■ **WHAT IS NEEDED**: In the records below, find the line containing "fresco? Mark that spot."; give it again exactly, along with every line that follows, and nothing else.

■ **MATERIAL FOR THE TASK**:
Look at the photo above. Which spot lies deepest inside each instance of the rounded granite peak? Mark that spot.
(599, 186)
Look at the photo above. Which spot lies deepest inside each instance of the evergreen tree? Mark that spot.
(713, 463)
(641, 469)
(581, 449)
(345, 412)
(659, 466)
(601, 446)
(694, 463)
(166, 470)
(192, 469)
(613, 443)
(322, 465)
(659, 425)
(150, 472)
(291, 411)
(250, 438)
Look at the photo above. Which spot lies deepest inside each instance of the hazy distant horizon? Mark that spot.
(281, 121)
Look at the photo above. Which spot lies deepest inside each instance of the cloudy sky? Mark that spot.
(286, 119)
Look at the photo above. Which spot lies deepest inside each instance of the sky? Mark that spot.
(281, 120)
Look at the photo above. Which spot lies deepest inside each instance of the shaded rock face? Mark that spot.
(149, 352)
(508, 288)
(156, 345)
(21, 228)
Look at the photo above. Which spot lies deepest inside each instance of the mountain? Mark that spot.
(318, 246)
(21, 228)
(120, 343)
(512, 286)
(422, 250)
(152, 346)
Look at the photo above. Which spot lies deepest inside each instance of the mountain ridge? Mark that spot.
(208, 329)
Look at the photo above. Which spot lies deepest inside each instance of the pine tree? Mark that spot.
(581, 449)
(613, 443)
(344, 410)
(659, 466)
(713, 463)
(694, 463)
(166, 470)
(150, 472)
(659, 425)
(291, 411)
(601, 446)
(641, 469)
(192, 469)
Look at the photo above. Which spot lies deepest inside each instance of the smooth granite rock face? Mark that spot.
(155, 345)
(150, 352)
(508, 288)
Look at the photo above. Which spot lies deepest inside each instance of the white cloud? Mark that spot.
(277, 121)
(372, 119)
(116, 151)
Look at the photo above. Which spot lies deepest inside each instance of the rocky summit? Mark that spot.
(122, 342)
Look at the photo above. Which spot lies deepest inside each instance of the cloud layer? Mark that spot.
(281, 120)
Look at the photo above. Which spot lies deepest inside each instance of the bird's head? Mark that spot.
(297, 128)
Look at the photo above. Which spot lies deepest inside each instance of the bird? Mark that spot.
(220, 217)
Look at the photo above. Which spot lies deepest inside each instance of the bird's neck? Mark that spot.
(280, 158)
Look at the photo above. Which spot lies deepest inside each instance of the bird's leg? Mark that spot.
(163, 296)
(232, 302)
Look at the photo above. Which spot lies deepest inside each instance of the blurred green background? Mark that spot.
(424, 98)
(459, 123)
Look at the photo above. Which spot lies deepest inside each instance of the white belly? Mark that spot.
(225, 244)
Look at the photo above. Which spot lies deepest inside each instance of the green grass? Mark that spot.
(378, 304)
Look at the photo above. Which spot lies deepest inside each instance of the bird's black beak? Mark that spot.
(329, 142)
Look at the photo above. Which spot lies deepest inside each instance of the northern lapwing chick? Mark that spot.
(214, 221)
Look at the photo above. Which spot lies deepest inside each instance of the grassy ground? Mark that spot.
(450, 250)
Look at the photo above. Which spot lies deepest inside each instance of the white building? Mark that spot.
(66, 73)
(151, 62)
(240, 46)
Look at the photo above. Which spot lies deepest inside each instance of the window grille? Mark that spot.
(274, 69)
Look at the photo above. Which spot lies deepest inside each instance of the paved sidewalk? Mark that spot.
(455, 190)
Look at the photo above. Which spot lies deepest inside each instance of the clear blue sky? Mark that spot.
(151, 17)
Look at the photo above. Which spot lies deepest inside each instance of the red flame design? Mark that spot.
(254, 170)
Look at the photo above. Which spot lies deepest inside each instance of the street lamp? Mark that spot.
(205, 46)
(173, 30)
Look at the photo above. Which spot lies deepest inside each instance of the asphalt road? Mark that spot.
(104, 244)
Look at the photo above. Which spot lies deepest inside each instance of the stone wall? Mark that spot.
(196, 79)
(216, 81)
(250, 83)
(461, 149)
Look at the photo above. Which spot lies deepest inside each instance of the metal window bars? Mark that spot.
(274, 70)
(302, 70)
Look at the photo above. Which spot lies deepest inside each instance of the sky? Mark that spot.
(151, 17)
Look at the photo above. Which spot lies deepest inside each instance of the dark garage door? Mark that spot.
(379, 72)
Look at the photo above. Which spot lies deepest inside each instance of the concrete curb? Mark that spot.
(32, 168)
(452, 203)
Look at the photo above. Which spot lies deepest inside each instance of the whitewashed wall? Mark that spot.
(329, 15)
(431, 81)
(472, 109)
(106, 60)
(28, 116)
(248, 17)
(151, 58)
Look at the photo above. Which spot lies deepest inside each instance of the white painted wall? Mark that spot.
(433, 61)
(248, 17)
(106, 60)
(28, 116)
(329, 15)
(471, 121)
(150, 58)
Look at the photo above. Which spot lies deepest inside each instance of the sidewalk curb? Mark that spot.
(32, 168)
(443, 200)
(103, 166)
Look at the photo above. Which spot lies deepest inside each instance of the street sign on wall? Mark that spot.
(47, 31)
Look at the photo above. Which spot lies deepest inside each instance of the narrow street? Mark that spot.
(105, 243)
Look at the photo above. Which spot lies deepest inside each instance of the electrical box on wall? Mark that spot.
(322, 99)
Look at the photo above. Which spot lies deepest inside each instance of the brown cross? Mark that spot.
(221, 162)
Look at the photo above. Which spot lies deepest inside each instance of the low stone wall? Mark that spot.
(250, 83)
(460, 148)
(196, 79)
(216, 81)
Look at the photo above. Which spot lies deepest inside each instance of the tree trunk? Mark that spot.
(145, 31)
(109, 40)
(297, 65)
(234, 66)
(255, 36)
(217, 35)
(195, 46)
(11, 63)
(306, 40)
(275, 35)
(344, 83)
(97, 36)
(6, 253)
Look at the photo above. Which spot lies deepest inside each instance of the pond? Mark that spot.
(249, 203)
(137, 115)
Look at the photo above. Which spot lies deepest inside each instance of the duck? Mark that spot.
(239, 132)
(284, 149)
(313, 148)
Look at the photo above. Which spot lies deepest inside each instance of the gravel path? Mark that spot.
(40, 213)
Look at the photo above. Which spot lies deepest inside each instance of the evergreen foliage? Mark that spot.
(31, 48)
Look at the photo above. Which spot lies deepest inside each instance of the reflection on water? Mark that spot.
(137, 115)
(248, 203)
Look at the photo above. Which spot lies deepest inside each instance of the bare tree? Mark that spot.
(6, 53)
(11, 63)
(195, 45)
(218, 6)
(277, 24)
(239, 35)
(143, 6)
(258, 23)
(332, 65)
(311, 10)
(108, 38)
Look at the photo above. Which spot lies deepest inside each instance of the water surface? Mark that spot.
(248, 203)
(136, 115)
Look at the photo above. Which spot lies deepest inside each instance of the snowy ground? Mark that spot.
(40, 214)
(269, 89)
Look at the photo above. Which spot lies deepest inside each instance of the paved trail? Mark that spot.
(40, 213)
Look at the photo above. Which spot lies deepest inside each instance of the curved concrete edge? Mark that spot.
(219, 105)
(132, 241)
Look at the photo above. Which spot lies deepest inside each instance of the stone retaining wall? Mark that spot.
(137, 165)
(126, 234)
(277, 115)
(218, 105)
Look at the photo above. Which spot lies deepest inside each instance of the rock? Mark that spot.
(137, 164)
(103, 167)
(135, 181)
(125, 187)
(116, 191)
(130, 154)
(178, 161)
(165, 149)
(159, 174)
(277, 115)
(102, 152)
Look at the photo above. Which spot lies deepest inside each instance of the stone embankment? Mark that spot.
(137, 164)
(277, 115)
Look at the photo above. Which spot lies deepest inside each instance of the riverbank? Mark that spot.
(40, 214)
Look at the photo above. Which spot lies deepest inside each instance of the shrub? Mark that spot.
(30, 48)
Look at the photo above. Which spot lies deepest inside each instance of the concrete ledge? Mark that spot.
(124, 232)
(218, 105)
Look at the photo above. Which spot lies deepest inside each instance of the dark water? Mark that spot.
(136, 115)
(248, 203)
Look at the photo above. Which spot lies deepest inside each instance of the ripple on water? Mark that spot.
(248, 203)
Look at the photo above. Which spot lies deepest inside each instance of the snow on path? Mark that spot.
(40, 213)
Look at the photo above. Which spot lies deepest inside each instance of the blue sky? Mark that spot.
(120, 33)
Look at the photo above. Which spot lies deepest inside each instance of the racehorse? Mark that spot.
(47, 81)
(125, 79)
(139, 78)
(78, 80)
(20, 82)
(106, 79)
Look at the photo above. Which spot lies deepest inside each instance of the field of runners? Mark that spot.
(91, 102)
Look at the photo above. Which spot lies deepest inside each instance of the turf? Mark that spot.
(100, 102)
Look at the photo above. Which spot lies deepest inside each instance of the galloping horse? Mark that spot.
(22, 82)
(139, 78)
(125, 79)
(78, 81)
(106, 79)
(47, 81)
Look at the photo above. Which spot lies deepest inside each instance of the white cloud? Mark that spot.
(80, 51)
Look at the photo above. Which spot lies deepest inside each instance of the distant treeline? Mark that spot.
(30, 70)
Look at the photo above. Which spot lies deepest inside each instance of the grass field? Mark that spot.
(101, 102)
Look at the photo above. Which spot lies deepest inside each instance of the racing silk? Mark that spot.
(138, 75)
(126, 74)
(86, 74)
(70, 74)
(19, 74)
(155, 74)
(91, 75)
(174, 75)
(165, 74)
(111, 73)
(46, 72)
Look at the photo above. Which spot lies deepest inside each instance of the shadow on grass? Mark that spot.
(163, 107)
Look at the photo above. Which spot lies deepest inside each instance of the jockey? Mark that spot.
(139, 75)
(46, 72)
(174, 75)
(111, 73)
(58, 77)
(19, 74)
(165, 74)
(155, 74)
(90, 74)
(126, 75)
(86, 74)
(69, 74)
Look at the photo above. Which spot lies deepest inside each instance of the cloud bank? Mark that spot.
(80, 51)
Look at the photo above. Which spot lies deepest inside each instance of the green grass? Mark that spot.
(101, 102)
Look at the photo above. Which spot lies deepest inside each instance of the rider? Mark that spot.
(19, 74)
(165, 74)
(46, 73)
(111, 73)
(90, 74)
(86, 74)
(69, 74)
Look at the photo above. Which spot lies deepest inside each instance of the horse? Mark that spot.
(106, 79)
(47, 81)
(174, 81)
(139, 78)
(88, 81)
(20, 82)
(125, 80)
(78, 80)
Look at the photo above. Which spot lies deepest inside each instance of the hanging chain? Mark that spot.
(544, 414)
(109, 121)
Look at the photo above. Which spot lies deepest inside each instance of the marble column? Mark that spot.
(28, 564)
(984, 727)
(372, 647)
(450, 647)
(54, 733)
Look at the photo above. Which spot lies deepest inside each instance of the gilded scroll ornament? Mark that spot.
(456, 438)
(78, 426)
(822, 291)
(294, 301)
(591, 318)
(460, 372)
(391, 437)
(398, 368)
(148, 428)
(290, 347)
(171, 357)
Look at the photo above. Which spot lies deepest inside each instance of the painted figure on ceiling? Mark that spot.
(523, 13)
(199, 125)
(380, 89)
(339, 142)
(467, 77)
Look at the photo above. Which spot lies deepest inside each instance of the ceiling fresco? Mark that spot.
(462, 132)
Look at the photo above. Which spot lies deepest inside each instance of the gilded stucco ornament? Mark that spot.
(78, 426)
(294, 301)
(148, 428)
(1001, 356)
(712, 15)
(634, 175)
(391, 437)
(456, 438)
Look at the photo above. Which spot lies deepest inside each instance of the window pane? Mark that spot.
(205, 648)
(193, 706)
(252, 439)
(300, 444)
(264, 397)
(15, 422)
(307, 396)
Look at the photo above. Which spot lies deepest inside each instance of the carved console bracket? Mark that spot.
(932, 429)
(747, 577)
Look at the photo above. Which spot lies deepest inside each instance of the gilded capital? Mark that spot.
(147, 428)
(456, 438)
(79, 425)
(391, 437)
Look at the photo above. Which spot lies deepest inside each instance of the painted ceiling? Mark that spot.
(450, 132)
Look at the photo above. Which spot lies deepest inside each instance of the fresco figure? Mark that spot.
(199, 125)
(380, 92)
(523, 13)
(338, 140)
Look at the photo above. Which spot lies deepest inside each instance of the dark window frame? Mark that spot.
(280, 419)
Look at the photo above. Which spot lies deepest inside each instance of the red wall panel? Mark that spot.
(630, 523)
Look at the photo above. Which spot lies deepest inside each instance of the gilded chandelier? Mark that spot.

■ **RESPONSE TO THIS TASK**:
Look at the photo above. Which spot lies deepest inside each instance of the ceiling fresco? Mark that spot.
(462, 132)
Look at the photo above. Which spot lies deepest inside each instance of the gilded stucco ornament? Mark that spot.
(78, 426)
(294, 301)
(148, 428)
(1001, 356)
(712, 15)
(634, 175)
(391, 437)
(456, 438)
Look at the photo above. Which spot lies deepest inside each instance of the window pane? Mark that spot.
(205, 648)
(193, 706)
(252, 439)
(300, 444)
(264, 397)
(15, 422)
(307, 396)
Look at the photo above. Which spot lies deepest inside each instance of the carved console bracket? Mark that spot.
(932, 429)
(747, 577)
Look at the photo above. Which spot lies deepest inside each instance of the gilded capital? Mark that spot.
(147, 428)
(456, 438)
(79, 425)
(391, 437)
Look at the photo above. Which spot lies deepest inside each instance of the painted ceiling? Mark that spot.
(450, 132)
Look at the photo above. Which spot lies deepest inside each instance of the fresco figure? Mark that spot.
(199, 125)
(380, 92)
(523, 13)
(338, 140)
Look at the photo above. Which spot lies deepest inside each instance of the dark window frame? Mark that spot.
(280, 419)
Look at the photo above. Which spot lies deepest inside each instance of the red wall panel? Mark that spot.
(630, 523)
Look at the photo above. Which spot lies deepest inside each instance of the gilded chandelier? Mark that spot.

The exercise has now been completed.